BEGIN Records for the task

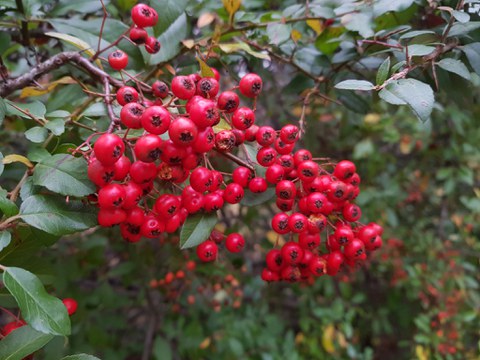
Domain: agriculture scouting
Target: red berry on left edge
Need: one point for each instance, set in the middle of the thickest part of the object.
(118, 60)
(71, 305)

END Records for the task

» **Instructions for the task**
Format the material above as a Markdown table with the columns No. and Text, giving each non-blank line its own numbered row. Leave the pictures out.

» **Written solution**
| No. | Text |
|---|---|
| 1 | Domain: agriculture scouting |
| 2 | Target: red berry on left edge |
| 3 | Need: one point for each instance, set in the middle of the thickest part of the object. |
| 4 | (118, 60) |
| 5 | (71, 305) |